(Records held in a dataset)
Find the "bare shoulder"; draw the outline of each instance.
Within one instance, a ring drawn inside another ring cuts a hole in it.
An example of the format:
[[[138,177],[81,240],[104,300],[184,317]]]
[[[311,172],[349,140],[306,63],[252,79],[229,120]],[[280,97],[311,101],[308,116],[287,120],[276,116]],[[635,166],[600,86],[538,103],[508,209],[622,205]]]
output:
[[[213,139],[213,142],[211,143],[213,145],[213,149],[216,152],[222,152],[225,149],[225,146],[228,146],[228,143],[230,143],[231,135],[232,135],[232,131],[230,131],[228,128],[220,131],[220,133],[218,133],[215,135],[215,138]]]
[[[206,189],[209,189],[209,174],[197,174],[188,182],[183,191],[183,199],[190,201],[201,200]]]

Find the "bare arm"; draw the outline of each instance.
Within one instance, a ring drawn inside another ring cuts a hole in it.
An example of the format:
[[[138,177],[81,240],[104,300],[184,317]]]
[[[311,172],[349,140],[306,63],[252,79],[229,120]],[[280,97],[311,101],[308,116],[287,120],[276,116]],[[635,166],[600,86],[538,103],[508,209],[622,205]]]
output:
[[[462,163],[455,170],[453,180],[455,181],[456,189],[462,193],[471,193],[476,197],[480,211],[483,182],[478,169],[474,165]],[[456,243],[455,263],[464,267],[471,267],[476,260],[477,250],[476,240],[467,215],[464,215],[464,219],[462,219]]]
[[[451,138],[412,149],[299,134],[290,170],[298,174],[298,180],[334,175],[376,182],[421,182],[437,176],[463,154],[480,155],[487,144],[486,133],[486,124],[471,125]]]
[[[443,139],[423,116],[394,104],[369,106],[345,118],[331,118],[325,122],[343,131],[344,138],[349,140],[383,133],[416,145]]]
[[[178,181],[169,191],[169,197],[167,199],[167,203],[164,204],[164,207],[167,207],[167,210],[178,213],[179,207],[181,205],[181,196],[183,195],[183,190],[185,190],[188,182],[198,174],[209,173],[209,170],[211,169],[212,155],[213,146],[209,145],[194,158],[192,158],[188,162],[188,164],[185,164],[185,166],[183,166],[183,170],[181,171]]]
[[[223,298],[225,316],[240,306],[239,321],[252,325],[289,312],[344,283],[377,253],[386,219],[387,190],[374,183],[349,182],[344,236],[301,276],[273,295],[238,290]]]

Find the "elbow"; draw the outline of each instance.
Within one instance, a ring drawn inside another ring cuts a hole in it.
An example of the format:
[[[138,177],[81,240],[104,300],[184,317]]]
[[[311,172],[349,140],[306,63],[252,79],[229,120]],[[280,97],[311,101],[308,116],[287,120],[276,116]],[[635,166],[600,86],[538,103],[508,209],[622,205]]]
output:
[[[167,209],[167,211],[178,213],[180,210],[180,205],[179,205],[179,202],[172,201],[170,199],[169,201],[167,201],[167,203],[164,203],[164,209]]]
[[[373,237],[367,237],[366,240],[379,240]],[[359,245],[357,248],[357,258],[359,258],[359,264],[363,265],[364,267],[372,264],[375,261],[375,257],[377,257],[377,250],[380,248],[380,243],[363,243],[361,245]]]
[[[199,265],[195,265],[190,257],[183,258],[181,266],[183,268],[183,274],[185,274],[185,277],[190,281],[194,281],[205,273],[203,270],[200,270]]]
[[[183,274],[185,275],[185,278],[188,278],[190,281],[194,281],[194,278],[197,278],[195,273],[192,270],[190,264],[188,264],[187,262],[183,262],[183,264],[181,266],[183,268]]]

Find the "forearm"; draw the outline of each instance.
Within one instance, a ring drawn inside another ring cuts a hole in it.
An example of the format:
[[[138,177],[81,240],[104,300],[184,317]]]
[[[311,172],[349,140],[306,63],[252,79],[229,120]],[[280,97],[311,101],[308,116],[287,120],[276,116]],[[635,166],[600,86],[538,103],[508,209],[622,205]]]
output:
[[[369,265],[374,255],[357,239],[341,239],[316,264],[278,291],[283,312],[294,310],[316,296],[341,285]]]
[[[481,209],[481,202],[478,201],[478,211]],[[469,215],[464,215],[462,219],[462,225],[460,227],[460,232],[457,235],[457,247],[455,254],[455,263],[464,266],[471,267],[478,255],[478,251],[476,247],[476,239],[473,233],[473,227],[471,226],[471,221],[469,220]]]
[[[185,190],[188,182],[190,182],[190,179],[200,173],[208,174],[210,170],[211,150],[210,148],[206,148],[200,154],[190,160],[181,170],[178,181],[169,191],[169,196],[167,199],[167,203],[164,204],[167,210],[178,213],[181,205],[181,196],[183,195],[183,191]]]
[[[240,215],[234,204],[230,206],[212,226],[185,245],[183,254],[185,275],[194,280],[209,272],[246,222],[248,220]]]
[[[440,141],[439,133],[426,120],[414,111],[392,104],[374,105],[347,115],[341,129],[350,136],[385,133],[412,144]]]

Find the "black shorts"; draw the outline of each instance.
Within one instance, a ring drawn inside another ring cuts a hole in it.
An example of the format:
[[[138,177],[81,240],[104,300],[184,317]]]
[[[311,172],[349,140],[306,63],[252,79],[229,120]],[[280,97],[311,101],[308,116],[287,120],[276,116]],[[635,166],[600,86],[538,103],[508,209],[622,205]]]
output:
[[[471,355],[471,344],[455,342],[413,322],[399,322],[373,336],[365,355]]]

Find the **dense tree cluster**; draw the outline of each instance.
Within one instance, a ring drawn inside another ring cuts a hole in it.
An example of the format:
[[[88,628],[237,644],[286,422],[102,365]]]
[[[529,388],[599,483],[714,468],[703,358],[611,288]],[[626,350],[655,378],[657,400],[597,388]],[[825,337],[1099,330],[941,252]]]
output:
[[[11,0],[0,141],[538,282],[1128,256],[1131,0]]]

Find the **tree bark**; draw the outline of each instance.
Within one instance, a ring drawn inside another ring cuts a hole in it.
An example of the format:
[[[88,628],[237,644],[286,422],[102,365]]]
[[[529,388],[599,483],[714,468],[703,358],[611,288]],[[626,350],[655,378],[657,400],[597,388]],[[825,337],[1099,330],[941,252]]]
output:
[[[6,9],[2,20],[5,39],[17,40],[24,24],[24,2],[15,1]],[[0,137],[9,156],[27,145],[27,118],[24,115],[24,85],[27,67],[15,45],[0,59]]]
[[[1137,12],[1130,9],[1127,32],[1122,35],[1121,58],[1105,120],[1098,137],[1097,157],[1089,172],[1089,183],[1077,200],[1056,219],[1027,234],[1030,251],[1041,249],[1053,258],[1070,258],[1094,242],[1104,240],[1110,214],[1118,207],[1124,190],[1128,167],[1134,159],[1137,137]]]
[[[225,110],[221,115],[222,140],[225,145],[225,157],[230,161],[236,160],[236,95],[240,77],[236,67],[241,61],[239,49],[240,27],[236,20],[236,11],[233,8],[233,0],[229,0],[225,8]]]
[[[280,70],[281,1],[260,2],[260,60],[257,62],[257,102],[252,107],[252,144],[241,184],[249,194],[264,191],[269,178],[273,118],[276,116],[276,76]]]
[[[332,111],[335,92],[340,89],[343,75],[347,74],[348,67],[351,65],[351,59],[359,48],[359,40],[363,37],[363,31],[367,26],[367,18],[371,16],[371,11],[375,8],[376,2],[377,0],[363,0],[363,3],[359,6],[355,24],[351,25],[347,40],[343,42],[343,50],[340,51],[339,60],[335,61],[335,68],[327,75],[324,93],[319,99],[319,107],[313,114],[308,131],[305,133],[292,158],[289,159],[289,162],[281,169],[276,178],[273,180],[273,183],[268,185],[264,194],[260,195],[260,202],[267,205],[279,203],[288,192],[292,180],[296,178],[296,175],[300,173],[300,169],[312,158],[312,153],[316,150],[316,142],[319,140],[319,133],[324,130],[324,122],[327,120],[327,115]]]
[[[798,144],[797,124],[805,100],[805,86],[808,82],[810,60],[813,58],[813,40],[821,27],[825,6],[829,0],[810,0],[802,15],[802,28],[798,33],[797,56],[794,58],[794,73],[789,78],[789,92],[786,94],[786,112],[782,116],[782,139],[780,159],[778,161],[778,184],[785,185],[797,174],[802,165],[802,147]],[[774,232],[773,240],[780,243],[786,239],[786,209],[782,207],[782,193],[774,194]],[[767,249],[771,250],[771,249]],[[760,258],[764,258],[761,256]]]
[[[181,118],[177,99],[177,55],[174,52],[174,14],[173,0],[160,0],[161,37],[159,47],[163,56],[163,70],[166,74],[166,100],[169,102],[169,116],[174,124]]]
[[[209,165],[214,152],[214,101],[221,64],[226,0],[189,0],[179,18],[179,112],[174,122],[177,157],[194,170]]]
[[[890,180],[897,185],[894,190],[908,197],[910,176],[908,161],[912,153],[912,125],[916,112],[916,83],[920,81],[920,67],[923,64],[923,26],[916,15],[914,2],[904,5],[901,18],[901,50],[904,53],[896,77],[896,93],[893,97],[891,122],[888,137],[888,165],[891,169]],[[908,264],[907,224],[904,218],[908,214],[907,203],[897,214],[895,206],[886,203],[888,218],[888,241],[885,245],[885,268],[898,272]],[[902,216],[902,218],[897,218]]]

**TASK PROMPT**: Output the lines from the one containing "Find the **dense" through the one containing "[[[11,0],[0,141],[538,282],[1128,256],[1131,0]]]" as a JSON list of strings, one string per line, omitting blank lines.

**THE RESPONSE**:
[
  "Find the **dense tree cluster**; draw the outline of each instance.",
  "Within one instance, a ring drawn inside another ring cuts a hole in it.",
  "An example of the format:",
  "[[[88,628],[237,644],[286,422],[102,365]]]",
  "[[[529,388],[599,483],[714,468],[703,358],[611,288]],[[626,350],[655,378],[657,400],[597,388]],[[825,337],[1099,330],[941,252]]]",
  "output:",
  "[[[11,0],[0,141],[538,282],[1128,256],[1131,0]]]"
]